Directions for this task: Put the stretch from the line containing "# point at: studio" through the end of the items below into a Markdown table with columns Row and Line, numbering each row and leaving out blank lines.

──────────

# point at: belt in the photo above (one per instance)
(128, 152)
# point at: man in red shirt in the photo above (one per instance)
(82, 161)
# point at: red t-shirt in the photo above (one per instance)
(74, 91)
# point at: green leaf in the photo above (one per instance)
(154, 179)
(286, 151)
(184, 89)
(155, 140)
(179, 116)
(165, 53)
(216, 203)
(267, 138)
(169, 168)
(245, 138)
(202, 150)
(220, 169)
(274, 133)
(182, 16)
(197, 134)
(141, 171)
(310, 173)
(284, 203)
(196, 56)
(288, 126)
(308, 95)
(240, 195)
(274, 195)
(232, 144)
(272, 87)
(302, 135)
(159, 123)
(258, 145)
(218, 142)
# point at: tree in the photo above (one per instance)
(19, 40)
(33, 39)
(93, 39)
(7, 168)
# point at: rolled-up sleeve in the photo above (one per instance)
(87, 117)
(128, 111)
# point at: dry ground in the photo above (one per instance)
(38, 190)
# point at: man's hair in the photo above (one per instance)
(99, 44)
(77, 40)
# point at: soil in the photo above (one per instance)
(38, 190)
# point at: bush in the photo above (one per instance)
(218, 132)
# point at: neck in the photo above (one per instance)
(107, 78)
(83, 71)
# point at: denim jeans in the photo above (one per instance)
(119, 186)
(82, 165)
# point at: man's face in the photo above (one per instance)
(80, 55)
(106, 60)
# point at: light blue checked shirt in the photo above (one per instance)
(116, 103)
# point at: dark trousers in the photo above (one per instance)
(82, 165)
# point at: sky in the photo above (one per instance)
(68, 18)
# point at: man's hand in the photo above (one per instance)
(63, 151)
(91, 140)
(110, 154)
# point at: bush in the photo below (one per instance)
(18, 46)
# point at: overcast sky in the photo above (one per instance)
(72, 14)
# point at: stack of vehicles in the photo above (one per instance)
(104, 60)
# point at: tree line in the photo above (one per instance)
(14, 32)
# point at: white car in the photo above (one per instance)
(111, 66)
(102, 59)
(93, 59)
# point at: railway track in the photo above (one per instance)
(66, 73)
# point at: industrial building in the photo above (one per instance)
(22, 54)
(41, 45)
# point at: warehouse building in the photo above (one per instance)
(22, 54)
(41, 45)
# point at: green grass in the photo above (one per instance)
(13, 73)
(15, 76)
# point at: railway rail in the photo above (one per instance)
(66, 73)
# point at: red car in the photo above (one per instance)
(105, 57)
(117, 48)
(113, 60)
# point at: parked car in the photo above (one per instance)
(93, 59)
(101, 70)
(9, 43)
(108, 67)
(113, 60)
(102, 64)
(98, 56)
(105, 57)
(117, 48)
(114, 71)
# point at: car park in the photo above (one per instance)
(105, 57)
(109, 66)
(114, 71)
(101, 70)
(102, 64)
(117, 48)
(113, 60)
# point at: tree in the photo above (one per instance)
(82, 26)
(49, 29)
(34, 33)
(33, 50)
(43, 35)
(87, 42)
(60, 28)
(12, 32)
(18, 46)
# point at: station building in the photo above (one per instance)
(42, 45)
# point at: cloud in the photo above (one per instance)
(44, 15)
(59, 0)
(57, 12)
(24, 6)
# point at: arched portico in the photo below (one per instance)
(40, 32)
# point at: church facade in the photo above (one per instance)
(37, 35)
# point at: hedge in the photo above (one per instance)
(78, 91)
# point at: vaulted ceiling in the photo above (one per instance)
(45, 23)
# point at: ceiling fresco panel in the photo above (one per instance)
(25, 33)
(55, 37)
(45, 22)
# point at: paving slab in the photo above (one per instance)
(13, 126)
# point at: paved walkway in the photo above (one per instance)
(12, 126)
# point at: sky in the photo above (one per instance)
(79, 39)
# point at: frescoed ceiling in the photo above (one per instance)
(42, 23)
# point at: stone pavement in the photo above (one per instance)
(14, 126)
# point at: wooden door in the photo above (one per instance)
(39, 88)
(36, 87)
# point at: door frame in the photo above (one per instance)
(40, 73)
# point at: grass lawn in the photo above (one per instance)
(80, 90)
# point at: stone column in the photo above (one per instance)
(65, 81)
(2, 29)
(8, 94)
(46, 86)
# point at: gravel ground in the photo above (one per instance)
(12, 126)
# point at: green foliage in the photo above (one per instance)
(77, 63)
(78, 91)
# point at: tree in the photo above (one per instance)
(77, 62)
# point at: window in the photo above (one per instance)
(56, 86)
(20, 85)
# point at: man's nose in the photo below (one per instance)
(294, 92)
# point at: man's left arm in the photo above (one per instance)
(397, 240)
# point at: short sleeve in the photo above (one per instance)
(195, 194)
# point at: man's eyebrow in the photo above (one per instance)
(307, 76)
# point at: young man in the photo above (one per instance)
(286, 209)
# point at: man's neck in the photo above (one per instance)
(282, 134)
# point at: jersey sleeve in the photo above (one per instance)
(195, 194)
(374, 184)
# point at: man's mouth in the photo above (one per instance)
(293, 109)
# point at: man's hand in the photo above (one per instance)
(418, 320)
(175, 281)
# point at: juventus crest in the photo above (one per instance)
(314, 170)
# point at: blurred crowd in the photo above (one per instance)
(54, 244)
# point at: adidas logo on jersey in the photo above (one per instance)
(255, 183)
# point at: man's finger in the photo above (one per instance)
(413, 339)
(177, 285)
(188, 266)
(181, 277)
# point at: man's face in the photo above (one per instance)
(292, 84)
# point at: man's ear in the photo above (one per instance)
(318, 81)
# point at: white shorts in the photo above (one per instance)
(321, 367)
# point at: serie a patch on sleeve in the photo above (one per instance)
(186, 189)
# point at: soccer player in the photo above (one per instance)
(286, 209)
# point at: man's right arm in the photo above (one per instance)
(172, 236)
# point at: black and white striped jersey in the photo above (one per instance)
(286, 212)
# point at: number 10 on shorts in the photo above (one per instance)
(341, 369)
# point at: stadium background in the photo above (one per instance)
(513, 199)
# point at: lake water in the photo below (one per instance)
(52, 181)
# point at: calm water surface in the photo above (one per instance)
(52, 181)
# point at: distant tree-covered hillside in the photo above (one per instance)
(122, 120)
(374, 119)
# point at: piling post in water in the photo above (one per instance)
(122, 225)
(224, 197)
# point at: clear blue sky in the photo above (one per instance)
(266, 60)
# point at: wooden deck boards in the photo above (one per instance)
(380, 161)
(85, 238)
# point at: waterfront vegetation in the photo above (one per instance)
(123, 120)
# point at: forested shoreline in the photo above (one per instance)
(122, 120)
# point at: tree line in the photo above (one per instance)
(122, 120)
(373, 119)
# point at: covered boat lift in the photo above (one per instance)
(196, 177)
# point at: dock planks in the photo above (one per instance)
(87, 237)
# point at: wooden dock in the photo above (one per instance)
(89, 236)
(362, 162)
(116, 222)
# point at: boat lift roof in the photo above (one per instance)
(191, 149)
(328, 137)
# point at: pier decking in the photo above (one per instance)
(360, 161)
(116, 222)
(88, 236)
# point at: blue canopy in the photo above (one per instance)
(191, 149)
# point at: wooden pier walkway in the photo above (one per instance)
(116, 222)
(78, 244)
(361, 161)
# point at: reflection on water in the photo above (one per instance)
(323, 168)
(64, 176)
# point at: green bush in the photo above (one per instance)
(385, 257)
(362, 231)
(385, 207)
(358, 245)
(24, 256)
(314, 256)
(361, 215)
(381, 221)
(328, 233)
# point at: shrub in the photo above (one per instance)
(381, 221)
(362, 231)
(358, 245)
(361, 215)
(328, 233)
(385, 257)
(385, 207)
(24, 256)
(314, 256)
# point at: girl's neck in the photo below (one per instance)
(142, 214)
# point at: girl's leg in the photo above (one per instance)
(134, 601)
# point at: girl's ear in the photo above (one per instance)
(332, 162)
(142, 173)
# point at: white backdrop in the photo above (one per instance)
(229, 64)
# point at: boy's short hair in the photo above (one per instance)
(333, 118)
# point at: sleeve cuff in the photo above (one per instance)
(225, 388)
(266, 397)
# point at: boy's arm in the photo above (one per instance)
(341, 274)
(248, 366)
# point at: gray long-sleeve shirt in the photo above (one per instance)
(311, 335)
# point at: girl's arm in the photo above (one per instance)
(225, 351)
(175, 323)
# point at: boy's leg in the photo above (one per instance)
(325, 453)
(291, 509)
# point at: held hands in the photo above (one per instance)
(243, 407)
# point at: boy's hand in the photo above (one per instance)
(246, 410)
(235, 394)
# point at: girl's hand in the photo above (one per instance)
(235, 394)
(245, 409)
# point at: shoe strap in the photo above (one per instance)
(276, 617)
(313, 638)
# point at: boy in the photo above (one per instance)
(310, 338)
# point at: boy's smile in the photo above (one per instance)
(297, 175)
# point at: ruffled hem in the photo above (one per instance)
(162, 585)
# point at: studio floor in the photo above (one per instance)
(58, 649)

──────────

Response:
| Row | Line |
|---|---|
| 1 | # point at: studio floor in the photo above (one per instance) |
| 2 | (58, 649) |